[Object detection data]

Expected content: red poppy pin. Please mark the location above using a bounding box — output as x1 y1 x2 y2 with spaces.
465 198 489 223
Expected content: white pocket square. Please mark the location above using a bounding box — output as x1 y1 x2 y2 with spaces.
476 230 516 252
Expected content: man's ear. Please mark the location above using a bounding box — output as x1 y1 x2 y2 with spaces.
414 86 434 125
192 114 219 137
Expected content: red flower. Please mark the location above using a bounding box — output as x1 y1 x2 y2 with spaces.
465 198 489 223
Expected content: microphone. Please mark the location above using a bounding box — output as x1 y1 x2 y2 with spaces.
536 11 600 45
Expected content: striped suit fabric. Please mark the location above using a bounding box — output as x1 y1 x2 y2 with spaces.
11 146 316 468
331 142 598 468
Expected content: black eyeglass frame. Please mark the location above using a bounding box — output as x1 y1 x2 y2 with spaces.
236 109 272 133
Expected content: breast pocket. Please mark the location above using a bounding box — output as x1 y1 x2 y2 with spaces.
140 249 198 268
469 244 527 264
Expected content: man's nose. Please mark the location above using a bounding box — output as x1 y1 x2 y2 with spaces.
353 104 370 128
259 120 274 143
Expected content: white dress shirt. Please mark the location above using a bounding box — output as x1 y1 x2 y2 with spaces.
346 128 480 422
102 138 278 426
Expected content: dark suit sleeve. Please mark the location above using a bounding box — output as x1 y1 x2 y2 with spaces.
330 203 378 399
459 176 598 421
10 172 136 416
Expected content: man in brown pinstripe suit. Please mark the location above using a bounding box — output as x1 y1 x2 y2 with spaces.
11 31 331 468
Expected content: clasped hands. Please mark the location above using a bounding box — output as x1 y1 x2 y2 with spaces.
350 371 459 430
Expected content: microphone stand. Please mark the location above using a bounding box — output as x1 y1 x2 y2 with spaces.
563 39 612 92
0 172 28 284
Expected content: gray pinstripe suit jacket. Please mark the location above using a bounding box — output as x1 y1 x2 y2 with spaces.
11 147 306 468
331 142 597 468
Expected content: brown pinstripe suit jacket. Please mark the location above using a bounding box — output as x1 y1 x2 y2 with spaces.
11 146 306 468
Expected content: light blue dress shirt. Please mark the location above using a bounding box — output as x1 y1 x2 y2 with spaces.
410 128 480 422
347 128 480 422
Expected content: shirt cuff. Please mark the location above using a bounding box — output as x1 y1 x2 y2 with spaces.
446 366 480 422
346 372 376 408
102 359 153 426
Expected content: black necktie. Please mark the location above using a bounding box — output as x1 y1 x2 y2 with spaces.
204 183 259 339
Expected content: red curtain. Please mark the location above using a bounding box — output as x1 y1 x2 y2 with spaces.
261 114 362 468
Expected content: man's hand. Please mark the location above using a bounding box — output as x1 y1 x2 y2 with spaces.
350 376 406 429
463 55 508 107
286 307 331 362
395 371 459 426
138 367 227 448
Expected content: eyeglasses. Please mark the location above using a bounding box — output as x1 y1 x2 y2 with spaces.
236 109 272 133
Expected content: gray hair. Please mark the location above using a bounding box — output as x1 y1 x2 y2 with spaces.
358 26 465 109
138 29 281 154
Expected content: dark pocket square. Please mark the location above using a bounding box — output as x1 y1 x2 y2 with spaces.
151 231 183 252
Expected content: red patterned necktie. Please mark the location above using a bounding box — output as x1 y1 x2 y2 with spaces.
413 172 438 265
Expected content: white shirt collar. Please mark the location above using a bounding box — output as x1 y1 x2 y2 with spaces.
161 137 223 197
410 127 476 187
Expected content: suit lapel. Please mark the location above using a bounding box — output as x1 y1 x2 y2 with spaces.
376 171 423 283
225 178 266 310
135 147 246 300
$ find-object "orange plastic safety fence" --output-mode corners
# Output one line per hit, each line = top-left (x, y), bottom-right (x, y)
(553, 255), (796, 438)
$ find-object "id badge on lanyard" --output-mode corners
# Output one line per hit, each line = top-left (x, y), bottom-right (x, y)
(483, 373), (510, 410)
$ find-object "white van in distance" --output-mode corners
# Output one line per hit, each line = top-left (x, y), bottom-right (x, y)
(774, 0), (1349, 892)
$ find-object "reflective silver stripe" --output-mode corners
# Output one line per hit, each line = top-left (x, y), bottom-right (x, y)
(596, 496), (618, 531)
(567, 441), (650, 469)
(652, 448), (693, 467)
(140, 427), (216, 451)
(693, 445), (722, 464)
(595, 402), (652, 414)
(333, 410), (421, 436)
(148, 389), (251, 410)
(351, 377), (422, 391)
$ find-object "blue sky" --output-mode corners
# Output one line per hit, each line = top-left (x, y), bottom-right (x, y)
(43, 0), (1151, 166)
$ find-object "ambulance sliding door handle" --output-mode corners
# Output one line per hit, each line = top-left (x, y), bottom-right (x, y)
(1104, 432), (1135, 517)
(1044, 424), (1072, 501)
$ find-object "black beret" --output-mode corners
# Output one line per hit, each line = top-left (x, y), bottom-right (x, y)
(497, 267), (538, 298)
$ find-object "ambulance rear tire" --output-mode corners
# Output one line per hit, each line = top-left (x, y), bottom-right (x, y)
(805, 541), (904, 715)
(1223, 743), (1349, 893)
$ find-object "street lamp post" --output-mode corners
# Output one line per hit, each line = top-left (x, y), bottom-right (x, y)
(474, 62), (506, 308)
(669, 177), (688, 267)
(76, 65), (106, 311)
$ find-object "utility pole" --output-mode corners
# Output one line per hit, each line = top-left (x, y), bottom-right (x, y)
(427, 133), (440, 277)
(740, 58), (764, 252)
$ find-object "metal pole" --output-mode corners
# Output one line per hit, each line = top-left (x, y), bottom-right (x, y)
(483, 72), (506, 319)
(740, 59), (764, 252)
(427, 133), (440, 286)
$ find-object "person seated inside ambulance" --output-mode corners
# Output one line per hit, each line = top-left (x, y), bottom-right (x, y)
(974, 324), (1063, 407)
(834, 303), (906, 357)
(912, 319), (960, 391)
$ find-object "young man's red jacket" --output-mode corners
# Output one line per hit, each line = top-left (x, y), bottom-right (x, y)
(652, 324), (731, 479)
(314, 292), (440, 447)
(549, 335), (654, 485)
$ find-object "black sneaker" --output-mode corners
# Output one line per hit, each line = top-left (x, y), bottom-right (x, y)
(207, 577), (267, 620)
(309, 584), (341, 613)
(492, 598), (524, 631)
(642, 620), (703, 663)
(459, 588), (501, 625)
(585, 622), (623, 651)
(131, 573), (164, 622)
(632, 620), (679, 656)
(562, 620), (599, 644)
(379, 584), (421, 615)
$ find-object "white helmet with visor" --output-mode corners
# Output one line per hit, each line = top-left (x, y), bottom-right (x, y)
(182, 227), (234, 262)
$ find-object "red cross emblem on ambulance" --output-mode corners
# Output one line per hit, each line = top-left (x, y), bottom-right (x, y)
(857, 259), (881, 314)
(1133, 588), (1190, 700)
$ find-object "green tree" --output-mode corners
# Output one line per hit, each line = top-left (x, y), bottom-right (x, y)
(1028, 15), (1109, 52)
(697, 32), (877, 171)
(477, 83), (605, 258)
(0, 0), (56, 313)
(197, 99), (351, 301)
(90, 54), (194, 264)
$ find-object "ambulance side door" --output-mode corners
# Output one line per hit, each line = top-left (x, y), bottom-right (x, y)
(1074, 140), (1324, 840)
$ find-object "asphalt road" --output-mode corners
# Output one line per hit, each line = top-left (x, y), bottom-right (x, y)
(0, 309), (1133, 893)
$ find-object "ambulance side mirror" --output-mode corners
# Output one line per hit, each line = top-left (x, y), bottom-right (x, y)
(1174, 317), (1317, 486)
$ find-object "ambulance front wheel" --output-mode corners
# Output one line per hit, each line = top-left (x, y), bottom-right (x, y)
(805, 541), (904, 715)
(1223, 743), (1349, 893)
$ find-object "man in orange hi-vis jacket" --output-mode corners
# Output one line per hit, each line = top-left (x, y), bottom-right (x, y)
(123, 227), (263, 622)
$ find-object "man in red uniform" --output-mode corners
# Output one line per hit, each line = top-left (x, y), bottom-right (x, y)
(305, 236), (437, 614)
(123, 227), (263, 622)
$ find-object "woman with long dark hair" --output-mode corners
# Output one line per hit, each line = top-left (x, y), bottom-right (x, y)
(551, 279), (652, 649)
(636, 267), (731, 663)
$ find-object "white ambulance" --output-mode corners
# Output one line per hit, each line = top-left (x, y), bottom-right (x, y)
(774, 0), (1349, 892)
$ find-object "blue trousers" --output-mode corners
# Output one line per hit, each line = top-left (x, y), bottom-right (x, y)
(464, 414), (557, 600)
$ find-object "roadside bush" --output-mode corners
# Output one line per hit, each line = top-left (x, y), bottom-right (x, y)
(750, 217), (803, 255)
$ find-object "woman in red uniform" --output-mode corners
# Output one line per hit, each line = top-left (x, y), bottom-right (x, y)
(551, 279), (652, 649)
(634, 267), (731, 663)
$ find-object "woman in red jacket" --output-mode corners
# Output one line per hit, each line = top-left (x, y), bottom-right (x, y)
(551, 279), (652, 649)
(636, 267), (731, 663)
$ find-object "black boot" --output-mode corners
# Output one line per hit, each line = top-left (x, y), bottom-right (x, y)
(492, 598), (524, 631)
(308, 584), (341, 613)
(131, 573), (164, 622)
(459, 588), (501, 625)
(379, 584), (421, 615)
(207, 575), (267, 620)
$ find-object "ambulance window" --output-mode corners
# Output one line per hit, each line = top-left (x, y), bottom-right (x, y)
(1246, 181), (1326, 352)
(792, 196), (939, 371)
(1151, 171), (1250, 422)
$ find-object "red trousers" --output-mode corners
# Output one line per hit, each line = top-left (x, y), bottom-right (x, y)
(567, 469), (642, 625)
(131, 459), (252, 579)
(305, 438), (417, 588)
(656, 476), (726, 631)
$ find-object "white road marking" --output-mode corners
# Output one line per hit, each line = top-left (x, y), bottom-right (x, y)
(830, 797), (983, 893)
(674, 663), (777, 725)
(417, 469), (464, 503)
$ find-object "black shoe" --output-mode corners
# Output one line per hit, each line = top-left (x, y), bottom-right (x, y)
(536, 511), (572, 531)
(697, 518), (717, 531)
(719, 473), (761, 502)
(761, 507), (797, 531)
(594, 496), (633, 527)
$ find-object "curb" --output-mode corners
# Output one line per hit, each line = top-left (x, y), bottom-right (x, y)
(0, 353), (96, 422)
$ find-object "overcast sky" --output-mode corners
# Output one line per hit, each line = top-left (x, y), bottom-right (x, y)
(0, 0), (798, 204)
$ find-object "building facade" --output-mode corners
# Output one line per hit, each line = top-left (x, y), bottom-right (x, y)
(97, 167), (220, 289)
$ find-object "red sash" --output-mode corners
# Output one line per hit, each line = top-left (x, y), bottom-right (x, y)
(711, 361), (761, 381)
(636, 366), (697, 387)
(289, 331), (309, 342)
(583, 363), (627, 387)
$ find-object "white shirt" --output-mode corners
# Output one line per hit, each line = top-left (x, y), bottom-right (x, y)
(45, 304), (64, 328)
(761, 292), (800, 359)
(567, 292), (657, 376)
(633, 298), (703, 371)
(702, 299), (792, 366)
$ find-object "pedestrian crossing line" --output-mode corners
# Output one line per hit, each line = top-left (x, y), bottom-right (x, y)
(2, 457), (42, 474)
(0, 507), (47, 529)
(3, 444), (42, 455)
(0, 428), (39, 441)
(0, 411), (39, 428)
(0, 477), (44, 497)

### Goal
From the records, pick out every line that contains the string "door", treating case as significant.

### Exercise answer
$ find-object "ambulance sliding door handle" --output-mode corners
$ find-object "ambulance side door" --output-mode corners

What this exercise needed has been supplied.